#### [À faire]
a – Dans l'article sur l'aspirine ci-dessous, relevez toutes les composantes du critère composite utilisé par l'étude ARRIVE.
b – Écrivez la suite de l'article sur l'aspirine ci-dessous, en reprenant juste après sa dernière phrase.

#### [Extrait choisi]
C'est un coup de canif de plus au rêve de la polypill, cette association tout-en-un d'hypertenseurs, de statine et d'aspirine à faible dose censée diminuer le risque cardio-vasculaire en prévention primaire chez le tout venant âgé de plus de 55 ans.

Car contrairement à ce qui était espéré, l'aspirine n'a pas été à la hauteur des espérances dans deux larges études randomisées en double aveugle : l’étude ARRIVE chez 12 546 sujets dans « The Lancet » et l'étude ASPREE chez 19 114 sujets âgés dans « The New England Journal of Medicine ».

Santé cardio-vasculaire et mortalité toutes causes

Aucune des deux n'a montré de bénéfice en prévention primaire, la première sur un critère composite (décès cardiovasculaire, infarctus du myocarde, angor instable, accident vasculaire cérébral ischémique, accident ischémique transitoire) et la seconde sur la mortalité toutes causes. L'étude ASPREE montre même une augmentation significative du risque d'hémorragie grave chez les sujets âgés.

« Toutes les études concordent, confirme le Pr Martine Gilard, présidente de la Société Française de Cardiologie (SFC). Ces deux belles études bien conduites sur de très gros effectifs répondent par la négative à la question de l'aspirine chez les sujets à risque faible ».

Actuellement, il est bien établi que l'aspirine est recommandée en prévention secondaire des maladies coronaires et cérébrovasculaires. Les bénéfices sont étayés par plus de 200 études totalisant plus de 200 000 patients, est-il rappelé dans « The Lancet ».

En prévention primaire, les choses étaient moins claires. Après six larges études clefs positives avant 2005, les résultats se sont révélés moins probants dans des études plus récentes. De plus, le risque hémorragique lié à l'aspirine était mal cerné, comprenant des événements fréquents mais peu graves à type de « bleus » faciles et d'épistaxis, mais aussi d'hémorragies gastro-intestinales et d'accidents vasculaires hémorragiques graves.

Un risque hémorragique significatif

L'objectif de l'étude ASPREE était de tester l'intérêt de l'aspirine chez les sujets à faible risque âgés de plus de 70 ans, car le risque vasculaire est majoré du fait de l'âge ; celui d'ARRIVE l'était chez des sujets à risque intermédiaire âgés ≥ 55 ans pour les hommes et ≥ 60 ans chez les femmes.

#### [Données fournies]

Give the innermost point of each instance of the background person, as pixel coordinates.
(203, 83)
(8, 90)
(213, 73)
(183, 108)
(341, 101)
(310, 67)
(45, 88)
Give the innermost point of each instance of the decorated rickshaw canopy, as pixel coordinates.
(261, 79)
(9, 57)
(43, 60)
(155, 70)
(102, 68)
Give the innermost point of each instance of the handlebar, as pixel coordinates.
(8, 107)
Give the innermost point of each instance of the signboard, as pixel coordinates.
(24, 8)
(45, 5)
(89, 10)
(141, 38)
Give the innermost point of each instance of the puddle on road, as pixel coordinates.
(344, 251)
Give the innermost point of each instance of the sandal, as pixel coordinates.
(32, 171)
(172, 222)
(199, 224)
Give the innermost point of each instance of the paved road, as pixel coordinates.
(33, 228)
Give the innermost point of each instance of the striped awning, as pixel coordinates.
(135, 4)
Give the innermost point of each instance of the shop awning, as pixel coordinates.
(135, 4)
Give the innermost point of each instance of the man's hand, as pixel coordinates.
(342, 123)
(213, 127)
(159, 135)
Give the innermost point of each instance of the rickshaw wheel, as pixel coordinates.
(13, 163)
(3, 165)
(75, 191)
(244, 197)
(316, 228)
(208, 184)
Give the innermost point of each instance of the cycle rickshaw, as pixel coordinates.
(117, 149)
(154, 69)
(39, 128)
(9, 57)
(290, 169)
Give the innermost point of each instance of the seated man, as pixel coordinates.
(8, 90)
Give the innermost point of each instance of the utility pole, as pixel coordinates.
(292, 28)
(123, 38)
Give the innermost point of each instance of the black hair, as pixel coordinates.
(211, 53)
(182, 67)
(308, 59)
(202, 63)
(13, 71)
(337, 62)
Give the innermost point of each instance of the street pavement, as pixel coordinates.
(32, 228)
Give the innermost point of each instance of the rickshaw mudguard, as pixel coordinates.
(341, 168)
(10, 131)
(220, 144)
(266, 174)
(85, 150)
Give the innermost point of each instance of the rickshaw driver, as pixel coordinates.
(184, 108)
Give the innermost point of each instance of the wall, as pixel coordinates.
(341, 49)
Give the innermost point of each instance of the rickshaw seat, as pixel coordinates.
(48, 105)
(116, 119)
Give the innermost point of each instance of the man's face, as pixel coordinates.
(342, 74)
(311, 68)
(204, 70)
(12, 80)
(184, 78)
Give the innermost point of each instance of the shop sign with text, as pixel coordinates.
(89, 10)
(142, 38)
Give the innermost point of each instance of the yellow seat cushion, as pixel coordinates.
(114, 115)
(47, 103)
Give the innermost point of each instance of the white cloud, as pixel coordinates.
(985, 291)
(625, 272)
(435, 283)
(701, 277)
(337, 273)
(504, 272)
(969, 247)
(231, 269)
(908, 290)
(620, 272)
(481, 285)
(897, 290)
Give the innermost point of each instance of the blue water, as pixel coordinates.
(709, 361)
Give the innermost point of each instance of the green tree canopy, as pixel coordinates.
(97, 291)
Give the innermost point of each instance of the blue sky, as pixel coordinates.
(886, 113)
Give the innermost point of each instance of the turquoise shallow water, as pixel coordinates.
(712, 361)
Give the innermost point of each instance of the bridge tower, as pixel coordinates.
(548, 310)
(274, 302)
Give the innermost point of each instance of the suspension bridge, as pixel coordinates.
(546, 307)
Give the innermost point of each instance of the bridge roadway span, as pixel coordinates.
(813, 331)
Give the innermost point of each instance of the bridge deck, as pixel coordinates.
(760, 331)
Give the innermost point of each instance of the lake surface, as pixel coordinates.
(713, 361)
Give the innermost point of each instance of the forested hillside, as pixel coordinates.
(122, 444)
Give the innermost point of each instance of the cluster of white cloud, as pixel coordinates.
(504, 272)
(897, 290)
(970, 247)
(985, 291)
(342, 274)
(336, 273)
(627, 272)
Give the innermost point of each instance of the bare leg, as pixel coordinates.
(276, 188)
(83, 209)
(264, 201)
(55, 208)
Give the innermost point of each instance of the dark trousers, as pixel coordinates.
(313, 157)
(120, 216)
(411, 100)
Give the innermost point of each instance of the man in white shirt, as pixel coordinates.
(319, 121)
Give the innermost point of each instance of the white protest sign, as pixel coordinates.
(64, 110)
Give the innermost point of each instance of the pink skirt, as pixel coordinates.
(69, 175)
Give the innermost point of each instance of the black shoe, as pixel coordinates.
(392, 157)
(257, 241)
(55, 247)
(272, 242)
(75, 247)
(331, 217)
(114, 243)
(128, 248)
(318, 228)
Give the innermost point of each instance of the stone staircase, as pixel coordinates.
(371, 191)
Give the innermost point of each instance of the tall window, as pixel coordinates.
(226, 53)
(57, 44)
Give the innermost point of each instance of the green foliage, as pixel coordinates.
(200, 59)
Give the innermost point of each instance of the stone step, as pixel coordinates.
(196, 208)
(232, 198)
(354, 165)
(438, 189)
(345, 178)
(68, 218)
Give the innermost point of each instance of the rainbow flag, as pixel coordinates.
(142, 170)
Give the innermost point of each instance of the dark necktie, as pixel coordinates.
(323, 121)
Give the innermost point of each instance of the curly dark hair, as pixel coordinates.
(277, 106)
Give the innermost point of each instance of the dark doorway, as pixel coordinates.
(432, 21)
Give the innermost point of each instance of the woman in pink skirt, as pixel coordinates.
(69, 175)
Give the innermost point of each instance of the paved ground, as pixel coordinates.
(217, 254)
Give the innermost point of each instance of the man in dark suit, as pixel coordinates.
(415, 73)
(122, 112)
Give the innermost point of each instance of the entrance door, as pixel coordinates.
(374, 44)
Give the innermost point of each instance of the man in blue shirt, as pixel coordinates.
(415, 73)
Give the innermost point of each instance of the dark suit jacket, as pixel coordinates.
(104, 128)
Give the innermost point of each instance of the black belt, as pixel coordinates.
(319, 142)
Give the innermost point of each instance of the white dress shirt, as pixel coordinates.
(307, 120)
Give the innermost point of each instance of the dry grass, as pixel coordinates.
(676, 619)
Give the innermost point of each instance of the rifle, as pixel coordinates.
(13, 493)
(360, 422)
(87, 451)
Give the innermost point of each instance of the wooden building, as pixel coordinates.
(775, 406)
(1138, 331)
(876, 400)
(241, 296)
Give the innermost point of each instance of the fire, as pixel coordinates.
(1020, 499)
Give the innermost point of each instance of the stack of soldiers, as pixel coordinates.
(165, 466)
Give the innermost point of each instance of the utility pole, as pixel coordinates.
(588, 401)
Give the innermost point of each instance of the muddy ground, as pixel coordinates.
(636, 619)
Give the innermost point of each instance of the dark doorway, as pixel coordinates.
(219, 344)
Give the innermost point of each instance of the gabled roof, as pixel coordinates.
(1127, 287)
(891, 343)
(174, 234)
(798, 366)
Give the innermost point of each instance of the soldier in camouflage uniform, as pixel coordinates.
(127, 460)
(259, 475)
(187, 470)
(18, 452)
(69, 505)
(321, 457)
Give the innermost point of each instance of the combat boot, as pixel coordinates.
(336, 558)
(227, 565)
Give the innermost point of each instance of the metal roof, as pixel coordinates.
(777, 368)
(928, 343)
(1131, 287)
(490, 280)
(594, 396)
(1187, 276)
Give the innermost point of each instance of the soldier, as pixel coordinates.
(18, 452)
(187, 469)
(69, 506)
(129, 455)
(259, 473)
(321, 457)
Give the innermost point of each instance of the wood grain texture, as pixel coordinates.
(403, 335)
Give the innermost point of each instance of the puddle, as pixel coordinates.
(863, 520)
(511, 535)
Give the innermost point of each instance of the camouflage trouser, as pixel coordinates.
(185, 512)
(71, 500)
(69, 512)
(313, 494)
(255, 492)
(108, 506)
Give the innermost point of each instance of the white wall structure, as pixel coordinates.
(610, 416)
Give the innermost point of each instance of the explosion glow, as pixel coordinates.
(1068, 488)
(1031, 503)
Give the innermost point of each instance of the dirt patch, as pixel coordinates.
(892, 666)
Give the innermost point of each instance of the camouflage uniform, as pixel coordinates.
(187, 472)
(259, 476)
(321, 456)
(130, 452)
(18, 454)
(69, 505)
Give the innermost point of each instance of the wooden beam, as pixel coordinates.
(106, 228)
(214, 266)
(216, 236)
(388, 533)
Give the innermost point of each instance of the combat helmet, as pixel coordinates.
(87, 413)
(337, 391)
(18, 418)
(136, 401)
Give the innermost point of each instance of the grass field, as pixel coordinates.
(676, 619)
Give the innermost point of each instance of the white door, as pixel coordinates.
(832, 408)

#### [Réponses dans l'ordre]
a –
- décès cardiovasculaire
- infarctus du myocarde
- angor instable
- accident vasculaire cérébral ischémique
- accident ischémique transitoire

b –
Dans ASPREE, menée en Australie (n = 16 703) et aux États-Unis (n = 2411), les patients présentaient un risque faible à modéré : au total 31 % présentaient 0 ou 1 facteur de risque (FDR), 42 % 2 FDR et 28 % 3 ou 4 FDR. Dans l'essai international ARRIVE (6 pays européens et États-Unis), les patients diabétiques étaient exclus. Les participants, plus jeunes, fumaient davantage (30 %) et étaient moins dyslipidémiques et un peu moins hypertendus.

L'étude ASPREE conclut à une mortalité toutes causes augmentée dans le groupe aspirine dans un volet, et à l'absence d'augmentation de la survie sans handicap dans un deuxième. Côté tolérance, s'il n'y avait pas plus d'événements secondaires dans ARRIVE, le risque hémorragique était significativement augmenté dans ASPREE chez les sujets âgés.

Du cas par cas pour les sujets à haut risque 

Un résultat d'ASPREE a de quoi surprendre. La mortalité toutes causes était augmentée, et principalement aux dépens de la mortalité par cancer alors que l'aspirine était associée par le passé à une prolongation de l'espérance de vie. « Ce résultat était inattendu et devrait être interprété avec prudence », écrivent les auteurs. « Il est probable que l'aspirine ait révélé des cancers à travers les saignements », estime quant à elle Martine Gilard.

Pour la cardiologue française, la question de l'aspirine en prévention primaire n'est pas tranchée chez les sujets à haut risque et/ou diabétiques. « Il est clair que l'aspirine n'est pas recommandée de manière générale, poursuit-elle. Cela ne veut pas dire qu'il faille être dogmatique et ne jamais en donner. La décision doit être prise au cas par cas en fonction du contrôle du diabète, du niveau de risque et de la survie ». 

 

EXERGUE possible : "La décision (de prescrire de l'aspirine) doit être prise au cas par cas en fonction du contrôle du diabète, du niveau de risque et de la survie"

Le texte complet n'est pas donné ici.